Records of labeled points:
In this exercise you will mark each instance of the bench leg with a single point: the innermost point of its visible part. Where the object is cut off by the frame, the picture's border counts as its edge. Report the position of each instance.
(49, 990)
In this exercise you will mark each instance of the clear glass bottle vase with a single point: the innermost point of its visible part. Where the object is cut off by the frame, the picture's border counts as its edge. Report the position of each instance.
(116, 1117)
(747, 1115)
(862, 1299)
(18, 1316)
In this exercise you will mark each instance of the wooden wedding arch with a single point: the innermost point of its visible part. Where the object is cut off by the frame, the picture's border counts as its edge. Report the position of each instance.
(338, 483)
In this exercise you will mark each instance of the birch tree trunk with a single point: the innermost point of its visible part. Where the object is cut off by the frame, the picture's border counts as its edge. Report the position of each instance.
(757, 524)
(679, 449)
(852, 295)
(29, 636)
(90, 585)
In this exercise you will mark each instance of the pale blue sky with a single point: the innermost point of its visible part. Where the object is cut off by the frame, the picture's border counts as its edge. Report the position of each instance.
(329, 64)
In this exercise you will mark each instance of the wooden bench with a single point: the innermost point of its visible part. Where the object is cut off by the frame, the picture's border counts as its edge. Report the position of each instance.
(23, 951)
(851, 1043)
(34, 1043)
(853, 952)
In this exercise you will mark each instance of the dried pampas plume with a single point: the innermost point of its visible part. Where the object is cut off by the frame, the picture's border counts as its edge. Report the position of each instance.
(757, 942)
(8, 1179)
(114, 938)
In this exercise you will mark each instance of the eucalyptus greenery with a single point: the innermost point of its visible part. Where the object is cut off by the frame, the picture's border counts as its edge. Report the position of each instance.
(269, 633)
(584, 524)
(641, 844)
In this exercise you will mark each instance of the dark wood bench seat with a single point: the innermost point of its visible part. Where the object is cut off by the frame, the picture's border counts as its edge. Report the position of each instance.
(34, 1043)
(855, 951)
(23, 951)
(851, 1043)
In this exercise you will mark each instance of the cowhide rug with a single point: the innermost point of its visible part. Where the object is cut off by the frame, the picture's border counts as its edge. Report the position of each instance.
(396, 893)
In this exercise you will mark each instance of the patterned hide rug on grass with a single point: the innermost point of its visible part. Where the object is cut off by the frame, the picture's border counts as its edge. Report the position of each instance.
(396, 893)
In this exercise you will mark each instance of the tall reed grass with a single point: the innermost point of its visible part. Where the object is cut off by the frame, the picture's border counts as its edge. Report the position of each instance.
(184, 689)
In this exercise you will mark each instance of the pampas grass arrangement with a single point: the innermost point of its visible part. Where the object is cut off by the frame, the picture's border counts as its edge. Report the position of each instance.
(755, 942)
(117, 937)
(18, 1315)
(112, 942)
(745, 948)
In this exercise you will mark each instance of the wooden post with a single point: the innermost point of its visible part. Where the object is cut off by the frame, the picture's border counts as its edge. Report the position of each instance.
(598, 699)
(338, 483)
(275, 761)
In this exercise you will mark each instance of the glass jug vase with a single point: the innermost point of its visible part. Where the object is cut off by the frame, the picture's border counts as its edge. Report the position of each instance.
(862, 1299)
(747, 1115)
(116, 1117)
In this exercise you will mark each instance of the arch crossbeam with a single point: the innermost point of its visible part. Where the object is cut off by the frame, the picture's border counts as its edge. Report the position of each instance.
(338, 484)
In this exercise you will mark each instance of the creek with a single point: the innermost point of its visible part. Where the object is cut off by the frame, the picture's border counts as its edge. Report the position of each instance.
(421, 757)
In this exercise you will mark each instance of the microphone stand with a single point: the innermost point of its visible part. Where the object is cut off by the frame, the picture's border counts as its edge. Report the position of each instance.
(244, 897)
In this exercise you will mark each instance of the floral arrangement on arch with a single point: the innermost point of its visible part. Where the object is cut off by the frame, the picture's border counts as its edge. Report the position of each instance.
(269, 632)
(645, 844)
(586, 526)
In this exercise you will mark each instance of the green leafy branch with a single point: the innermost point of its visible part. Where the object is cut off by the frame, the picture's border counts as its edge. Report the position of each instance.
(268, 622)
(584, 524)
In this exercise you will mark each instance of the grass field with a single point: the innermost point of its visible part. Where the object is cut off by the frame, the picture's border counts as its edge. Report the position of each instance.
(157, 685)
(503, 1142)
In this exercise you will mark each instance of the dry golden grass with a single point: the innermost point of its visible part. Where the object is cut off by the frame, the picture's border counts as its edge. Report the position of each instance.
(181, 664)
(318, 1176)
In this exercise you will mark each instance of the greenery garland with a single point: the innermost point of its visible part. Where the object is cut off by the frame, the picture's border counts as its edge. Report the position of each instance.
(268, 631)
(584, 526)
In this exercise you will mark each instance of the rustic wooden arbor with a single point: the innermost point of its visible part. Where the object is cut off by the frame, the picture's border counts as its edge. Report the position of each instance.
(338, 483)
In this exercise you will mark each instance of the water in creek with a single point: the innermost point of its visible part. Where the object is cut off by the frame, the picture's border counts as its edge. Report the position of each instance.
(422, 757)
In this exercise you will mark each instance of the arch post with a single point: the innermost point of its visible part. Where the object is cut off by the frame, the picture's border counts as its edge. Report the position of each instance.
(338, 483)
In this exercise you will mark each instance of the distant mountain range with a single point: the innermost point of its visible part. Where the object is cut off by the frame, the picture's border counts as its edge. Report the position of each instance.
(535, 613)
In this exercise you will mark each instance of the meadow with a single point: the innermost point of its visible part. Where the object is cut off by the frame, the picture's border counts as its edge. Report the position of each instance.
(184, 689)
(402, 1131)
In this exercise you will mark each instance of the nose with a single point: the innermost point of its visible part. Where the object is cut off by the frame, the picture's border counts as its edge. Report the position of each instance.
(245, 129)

> **Work required**: Make an exact copy of every line from the one with "the arch post" to the end of the data, with the first and last of those lines included.

> **Solution to this task**:
In this exercise you will mark each instance of the arch post with a single point: the innermost point of its visible part. Where the object is cut off by the frame, the picture's border counts as its edge. Report the position of each instance.
(338, 483)
In this exercise you will mark each instance of the distant mountain range with a single point: the innermost point of its visible part. Where the object is cut off by the frame, the picture's border counts as its edge. Report the position of each instance.
(535, 613)
In this exercise you will mark each instance of the meadow with a single point: the innermost point of its visible part. Where the object is cut off by the frame, the picture's border counts as its edge. Report the position of each instance.
(184, 689)
(402, 1131)
In this exercise you will mark each instance of the nose with a single point: the innermost point of its visible part. Where the object is cut off by the frame, the picture's border counts as its edge. Report the position of each instance.
(245, 129)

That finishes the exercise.